Print the stretch of the kernel boot thread below word for word, starting at "Comment 16 Miquel" and ending after "a standard setup.".

PROVIDED PASSAGE -
──────
So this should be either an initrd or kernel issue.
Comment 15 Miquel A. Noguera 2007-09-18 19:10:38 UTC
I have downgraded to 2.6.22.3-7-bigsmp (from Beta2 DVD) and system works again.
Comment 16 Miquel A. Noguera 2007-09-18 19:24:41 UTC
With the installation media, system boots fine too
Comment 17 Tejun Heo 2007-09-19 04:53:04 UTC
On beta3, HPA is unlocked by default.  That could be causing problems.  Miquel, can you please post boot log from the installation media?  Also, if you enter partitioning menu during installation, can you see all the partitions okay?
Comment 18 Thomas Fehr 2007-09-19 09:19:40 UTC
From what I can see in the y2log files partitions are detected fine.
Last partitions on each disk ends on last disk cylinder as one would expect
in a standard setup.
Comment 19 Tejun Heo 2007-09-19 09:36:16 UTC
Thanks, Thomas.  It's not really a driver problem either then.  The installation media and installed system use the same kernel.  Only initrd is different.  If the kernel can detect the device fine when booted from installation media, it should do fine from installed system too.  I'd really like to see the failing boot log.  Miquel, can you please remove "splash=silent" from kernel boot parameter and take a picture of screen during the failing boot?
──────
RECORDED INFORMATION -
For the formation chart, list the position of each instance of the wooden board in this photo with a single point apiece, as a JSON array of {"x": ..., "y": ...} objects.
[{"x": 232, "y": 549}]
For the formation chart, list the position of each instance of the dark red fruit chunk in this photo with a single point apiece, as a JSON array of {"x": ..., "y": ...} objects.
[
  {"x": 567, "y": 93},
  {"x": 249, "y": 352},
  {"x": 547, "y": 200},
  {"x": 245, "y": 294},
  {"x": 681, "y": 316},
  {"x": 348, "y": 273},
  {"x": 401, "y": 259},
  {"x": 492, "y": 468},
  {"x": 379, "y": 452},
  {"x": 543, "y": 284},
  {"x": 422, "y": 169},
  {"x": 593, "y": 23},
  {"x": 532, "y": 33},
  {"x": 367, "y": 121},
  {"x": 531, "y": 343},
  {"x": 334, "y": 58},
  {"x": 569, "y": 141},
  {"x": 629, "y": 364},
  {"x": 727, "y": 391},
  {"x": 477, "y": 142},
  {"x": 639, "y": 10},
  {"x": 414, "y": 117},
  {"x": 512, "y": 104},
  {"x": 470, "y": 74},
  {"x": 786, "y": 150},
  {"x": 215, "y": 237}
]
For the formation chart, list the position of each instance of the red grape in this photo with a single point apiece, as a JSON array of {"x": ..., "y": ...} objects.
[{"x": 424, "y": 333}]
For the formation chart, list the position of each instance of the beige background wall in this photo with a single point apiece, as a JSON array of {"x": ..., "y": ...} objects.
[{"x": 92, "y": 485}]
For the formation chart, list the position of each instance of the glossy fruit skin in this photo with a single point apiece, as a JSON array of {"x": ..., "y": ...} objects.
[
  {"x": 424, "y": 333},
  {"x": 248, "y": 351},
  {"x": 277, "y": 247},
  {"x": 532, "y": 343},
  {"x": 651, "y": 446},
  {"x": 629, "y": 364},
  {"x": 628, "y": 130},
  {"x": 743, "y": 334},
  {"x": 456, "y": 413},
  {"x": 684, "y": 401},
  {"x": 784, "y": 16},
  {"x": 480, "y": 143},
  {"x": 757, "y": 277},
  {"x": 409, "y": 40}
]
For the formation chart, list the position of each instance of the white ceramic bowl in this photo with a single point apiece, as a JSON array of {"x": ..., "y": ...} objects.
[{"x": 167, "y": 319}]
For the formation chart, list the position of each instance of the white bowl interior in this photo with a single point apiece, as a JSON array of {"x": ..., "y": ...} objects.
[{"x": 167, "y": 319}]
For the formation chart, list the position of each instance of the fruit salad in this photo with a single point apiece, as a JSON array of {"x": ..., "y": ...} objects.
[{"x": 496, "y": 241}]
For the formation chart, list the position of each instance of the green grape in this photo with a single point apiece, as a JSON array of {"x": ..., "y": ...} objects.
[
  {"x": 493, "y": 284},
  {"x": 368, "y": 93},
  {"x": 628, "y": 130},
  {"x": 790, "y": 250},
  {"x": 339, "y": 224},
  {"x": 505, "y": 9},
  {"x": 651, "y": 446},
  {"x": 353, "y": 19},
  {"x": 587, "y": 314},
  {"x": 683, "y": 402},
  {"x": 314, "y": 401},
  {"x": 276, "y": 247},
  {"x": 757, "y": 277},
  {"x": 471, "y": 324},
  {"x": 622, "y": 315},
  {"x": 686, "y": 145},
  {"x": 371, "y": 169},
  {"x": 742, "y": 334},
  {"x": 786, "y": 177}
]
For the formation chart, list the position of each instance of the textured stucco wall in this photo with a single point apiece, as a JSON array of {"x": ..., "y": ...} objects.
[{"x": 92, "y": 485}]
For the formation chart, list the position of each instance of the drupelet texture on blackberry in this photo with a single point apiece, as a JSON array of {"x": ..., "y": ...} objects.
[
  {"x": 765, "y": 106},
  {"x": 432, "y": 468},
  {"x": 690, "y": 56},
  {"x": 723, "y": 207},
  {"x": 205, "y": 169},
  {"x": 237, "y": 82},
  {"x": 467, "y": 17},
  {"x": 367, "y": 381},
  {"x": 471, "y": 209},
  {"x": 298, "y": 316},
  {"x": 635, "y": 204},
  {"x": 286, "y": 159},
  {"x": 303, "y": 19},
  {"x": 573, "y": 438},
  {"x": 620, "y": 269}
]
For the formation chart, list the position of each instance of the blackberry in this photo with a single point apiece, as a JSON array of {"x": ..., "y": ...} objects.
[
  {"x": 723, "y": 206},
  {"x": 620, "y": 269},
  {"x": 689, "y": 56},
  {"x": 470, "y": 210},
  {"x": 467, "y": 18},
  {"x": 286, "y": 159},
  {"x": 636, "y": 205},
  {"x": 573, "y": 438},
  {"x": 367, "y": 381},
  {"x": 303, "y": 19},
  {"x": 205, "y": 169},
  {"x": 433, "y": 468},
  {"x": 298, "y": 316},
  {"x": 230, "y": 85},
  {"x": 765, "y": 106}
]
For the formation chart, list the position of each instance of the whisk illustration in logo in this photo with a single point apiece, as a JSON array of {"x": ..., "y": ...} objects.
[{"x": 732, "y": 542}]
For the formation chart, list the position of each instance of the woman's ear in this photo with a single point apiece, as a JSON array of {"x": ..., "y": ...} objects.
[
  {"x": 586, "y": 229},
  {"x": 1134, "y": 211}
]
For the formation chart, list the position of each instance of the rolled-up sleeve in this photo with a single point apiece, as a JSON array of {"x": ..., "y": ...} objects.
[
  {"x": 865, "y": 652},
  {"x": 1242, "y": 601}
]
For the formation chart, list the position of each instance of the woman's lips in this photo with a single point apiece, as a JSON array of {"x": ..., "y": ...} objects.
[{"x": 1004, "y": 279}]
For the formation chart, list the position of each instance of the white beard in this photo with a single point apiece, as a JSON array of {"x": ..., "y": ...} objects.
──────
COMPLETED TASK -
Comment 16 Miquel A. Noguera 2007-09-18 19:24:41 UTC
With the installation media, system boots fine too
Comment 17 Tejun Heo 2007-09-19 04:53:04 UTC
On beta3, HPA is unlocked by default.  That could be causing problems.  Miquel, can you please post boot log from the installation media?  Also, if you enter partitioning menu during installation, can you see all the partitions okay?
Comment 18 Thomas Fehr 2007-09-19 09:19:40 UTC
From what I can see in the y2log files partitions are detected fine.
Last partitions on each disk ends on last disk cylinder as one would expect
in a standard setup.